Tasks to carry out =>
(A) From the overtime article below, quote word for word the part that begins at the words "Here are a few" and stops after "and service operations.".
(B) Condense the paragraph of the overtime article that opens "The Department of Labor announced changes" into a shorter version that keeps its main facts.

Passage =>
--*--

The Department of Labor announced changes to the federal Fair Labor Standards Act (the “final rule”) in May, which will officially go into effect on December 1, 2016. One of the most significant changes to the current overtime rules is that the final rule increases the salary level needed to qualify for an overtime exemption. In the meantime, employers and employees throughout the country are bracing for the impact of the final rule and learning how it may affect them. At Donati Law, PLLC, our Memphis employment law attorneys want local workers to have the information they need to better understand the final rule and their right to overtime pay.
Here are a few key points about the new overtime rules:
- Currently, the salary threshold for non-exempt employees is $23,660 annually. As of December 1, 2016, employees who earn less than $47,476 annually (less than $913 per week) will qualify for time and a half overtime pay. To qualify for an exemption, you must earn more than $47,476, however, you may still be eligible for overtime.
- The U.S. Labor Department expects the new rules to impact over 4 million workers nationwide in the first year. Although workers from various industries will become non-exempt employees eligible for overtime, the largest impact will be felt by Managers and Assistant Managers in retail and service operations.
- This salary level will automatically increase every 3 years, beginning January 1, 2020.

--*--

Provided material =>
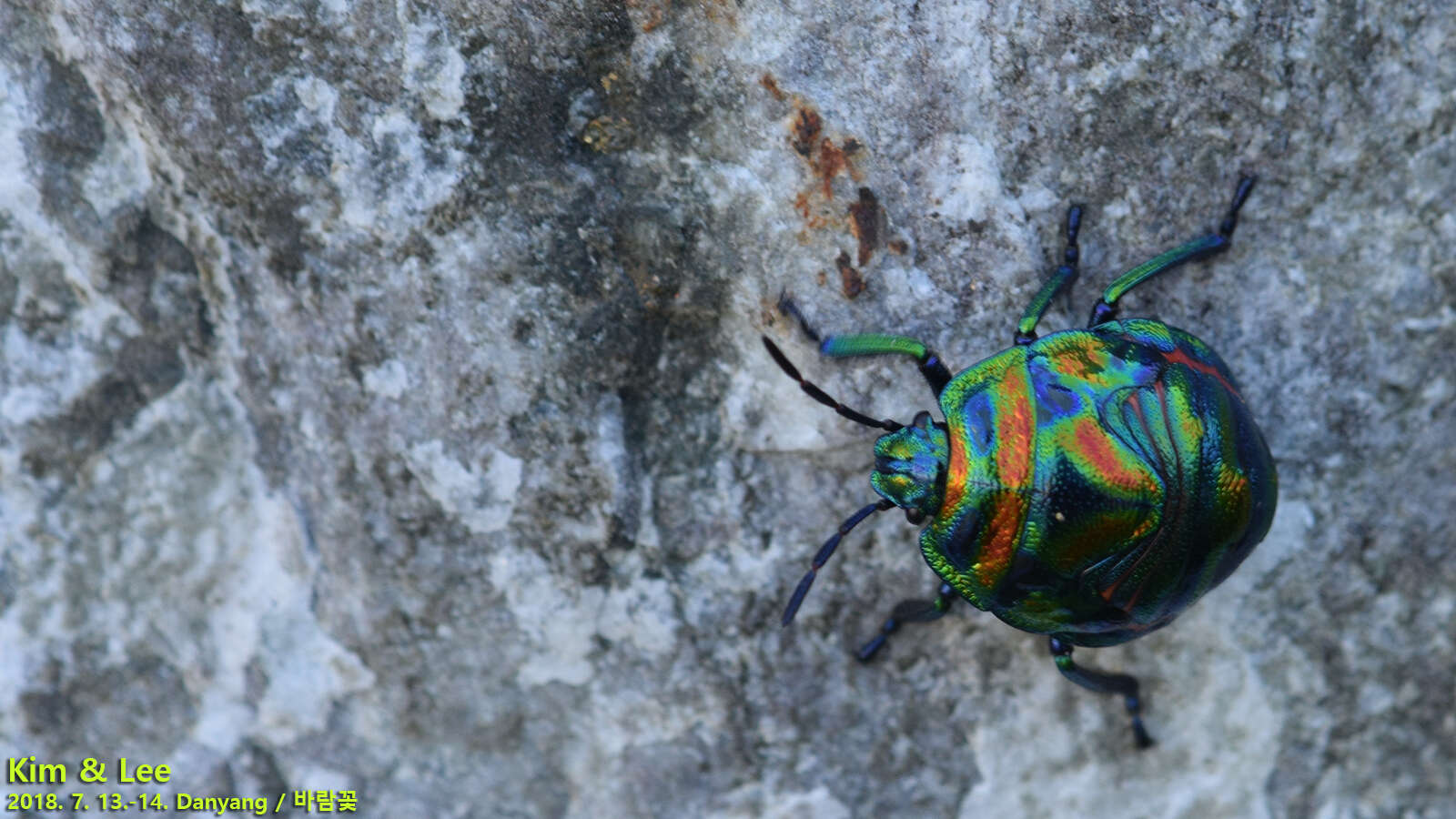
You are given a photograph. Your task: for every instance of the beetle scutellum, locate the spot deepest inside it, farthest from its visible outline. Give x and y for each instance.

--*--

Complete answers =>
(A)
Here are a few key points about the new overtime rules:
- Currently, the salary threshold for non-exempt employees is $23,660 annually. As of December 1, 2016, employees who earn less than $47,476 annually (less than $913 per week) will qualify for time and a half overtime pay. To qualify for an exemption, you must earn more than $47,476, however, you may still be eligible for overtime.
- The U.S. Labor Department expects the new rules to impact over 4 million workers nationwide in the first year. Although workers from various industries will become non-exempt employees eligible for overtime, the largest impact will be felt by Managers and Assistant Managers in retail and service operations.

(B) In May, the Department of Labor announced a final rule changing the federal Fair Labor Standards Act, effective December 1, 2016. A key change raises the salary level needed to qualify for an overtime exemption. Employers and employees nationwide are preparing for its impact, and the Memphis employment law attorneys at Donati Law, PLLC want local workers to understand the rule and their right to overtime pay.